◆ Dataset records ◆
□ □ □ □

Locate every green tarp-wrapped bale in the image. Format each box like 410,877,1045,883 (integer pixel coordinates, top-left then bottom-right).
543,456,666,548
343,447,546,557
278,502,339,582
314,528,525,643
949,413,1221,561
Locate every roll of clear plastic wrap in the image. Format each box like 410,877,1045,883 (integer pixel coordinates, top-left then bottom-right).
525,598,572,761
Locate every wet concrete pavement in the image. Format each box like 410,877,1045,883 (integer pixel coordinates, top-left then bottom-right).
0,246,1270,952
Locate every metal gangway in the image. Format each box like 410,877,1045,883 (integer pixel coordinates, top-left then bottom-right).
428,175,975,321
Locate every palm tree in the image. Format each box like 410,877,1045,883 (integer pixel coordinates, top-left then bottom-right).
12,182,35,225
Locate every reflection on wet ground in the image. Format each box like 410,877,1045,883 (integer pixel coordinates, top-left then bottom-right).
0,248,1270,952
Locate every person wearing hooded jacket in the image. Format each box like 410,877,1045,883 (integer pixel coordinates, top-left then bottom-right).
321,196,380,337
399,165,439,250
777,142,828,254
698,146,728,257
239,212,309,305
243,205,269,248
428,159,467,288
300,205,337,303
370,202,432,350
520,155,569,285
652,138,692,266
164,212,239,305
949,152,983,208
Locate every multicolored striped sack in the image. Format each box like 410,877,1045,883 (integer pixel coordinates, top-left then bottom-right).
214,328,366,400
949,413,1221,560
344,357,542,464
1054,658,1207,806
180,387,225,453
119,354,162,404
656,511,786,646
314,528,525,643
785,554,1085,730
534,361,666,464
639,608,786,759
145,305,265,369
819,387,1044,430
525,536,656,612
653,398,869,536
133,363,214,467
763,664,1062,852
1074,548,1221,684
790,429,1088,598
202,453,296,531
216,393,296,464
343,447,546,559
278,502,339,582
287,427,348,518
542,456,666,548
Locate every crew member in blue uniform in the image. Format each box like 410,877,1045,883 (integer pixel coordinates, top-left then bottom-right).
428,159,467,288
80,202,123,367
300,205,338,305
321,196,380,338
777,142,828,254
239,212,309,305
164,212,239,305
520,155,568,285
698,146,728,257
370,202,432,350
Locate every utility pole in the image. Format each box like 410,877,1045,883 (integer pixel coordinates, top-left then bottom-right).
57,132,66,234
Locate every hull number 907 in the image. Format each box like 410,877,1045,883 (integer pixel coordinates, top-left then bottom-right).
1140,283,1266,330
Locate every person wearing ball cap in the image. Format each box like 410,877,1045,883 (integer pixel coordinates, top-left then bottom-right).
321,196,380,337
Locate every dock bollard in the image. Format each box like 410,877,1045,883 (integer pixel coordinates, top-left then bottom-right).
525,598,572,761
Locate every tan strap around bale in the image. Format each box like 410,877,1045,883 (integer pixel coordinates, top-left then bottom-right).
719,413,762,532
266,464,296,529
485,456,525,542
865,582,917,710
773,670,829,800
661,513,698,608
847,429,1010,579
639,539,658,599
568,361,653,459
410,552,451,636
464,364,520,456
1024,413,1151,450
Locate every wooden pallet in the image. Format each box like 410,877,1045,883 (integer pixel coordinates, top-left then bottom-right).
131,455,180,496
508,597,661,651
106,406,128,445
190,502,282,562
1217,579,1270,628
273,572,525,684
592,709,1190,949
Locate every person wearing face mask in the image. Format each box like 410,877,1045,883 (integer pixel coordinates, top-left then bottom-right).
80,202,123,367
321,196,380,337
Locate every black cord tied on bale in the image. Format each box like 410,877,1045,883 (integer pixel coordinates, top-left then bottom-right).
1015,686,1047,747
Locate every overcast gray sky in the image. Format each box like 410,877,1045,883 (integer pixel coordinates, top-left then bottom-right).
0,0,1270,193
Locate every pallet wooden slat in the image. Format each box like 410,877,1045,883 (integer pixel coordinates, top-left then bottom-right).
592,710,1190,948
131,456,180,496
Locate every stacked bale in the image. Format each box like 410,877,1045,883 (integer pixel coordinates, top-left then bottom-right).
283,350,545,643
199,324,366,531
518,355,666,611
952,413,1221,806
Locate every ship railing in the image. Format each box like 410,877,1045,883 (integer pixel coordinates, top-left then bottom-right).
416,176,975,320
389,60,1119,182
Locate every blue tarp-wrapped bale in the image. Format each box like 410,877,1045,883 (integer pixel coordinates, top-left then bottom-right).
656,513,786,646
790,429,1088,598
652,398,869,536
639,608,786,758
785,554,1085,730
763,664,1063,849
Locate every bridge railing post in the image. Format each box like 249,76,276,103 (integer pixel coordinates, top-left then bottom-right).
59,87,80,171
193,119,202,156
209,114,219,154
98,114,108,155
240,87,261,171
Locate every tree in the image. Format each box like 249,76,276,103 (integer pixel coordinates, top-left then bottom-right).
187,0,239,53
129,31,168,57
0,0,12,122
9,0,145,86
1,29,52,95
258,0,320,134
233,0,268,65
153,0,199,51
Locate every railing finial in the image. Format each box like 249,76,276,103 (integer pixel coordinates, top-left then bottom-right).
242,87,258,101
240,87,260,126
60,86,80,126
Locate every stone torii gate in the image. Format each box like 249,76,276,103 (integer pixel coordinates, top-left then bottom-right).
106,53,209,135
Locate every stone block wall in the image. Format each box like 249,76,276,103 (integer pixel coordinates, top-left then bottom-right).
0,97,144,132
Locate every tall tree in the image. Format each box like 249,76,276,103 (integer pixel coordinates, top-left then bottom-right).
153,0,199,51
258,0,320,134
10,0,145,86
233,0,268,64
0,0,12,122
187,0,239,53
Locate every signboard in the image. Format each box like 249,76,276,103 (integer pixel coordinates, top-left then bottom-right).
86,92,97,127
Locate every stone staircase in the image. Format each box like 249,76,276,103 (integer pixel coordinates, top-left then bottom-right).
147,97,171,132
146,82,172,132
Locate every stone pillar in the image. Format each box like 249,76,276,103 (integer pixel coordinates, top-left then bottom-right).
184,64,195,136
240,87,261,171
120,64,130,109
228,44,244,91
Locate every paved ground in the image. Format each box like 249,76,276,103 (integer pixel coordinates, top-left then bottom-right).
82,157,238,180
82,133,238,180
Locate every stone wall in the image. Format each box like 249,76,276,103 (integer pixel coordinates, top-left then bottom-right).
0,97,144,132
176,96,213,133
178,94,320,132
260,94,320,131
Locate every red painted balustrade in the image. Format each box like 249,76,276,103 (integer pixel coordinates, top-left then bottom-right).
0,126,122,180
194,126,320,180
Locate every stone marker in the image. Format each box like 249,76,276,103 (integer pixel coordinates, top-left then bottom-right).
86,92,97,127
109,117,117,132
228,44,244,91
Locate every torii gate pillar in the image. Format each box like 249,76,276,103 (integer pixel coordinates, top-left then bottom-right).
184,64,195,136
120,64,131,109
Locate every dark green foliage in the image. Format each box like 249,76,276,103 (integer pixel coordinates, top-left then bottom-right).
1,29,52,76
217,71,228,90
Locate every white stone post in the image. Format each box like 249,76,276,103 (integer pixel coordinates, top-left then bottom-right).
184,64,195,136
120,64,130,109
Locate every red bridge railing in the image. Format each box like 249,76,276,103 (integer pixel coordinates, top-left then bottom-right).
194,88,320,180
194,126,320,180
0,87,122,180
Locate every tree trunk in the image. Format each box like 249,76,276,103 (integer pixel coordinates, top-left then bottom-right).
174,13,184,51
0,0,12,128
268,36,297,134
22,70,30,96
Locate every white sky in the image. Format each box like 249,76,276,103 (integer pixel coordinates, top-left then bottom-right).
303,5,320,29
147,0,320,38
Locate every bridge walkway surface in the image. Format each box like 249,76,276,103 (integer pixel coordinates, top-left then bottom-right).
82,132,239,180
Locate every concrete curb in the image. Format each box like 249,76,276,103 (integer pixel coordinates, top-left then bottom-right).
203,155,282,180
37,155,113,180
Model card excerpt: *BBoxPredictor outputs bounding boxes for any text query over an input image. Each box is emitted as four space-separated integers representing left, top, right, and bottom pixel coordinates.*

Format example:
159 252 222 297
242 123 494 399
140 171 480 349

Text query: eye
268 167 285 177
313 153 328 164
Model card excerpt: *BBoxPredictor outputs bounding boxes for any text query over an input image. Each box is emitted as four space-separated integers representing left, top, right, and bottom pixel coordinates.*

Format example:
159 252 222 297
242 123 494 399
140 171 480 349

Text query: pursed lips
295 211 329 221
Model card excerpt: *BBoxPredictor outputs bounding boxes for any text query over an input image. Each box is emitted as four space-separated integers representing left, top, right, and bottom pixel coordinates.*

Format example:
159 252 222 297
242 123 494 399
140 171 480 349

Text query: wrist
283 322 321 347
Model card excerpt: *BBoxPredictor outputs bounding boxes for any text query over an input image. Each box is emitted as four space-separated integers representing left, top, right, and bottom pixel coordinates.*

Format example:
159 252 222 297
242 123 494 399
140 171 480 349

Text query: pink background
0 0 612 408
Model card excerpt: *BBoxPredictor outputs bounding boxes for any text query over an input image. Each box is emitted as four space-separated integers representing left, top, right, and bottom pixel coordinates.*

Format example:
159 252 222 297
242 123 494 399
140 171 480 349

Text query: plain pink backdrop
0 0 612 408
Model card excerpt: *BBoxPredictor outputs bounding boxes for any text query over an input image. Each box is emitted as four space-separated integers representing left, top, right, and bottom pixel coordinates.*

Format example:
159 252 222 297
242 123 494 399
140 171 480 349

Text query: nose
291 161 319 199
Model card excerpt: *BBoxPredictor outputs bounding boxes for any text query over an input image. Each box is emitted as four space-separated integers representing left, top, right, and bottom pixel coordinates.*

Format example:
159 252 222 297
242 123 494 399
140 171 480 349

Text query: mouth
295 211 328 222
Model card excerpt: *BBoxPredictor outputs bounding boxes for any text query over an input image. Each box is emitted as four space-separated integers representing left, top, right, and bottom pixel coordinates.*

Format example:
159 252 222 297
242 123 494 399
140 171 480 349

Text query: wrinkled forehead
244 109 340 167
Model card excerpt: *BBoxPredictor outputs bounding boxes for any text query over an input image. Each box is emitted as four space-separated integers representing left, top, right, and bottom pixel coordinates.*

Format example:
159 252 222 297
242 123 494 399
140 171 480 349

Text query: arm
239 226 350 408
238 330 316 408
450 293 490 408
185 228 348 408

□ □ □ □

◆ What is being asked ◆
Rewrite the part of the records that opens with the line containing "Locate every roll" and closes with the line containing "542,456,666,548", changing "metal gangway" to "steel gangway" and keeping every other character as it stands.

◆ Full answer ◆
Locate every roll of clear plastic wrap in the image. Format each box like 410,877,1045,883 (integer pixel coordinates, top-left then bottom-right).
525,598,572,761
Locate every wet concrete pavement in the image. Format each box like 410,877,1045,883 (integer pixel coordinates, top-left then bottom-right).
0,246,1270,952
Locate every steel gangway in the image. Format each box like 410,877,1045,883 (integer pixel coordinates, top-left then bottom-right).
428,175,975,321
Locate every palm tree in the image. Format each box like 410,877,1045,883 (integer pixel coordinates, top-left then bottom-right).
12,182,35,225
Locate every reflection on wet ground in the image. Format each box like 410,877,1045,883 (integer pixel coordinates, top-left then bottom-right).
0,248,1270,952
Locate every person wearing hooded jacket in the image. Format each box like 410,877,1045,883 (integer pixel coordinates, top-left then bottom-right).
321,196,380,337
399,165,439,250
777,142,828,254
698,146,728,257
239,212,309,305
243,205,269,248
428,159,467,288
300,205,337,303
370,202,432,350
520,155,569,285
652,138,692,266
164,212,239,305
949,152,983,208
Locate every multicolored striped sack in the image. Format each box like 410,877,1045,883 (integer pixel coordinates, top-left then bottom-right).
214,328,366,400
949,413,1221,560
344,357,542,464
1054,658,1207,806
180,387,225,453
119,354,162,404
656,511,786,646
314,528,525,643
785,554,1085,730
534,361,666,464
639,608,786,759
145,305,265,369
819,387,1044,430
525,536,656,612
653,398,869,536
133,363,214,467
763,664,1062,852
1074,548,1221,684
790,429,1088,598
202,453,296,531
216,393,296,464
343,447,546,559
278,502,339,582
287,427,348,518
542,456,666,548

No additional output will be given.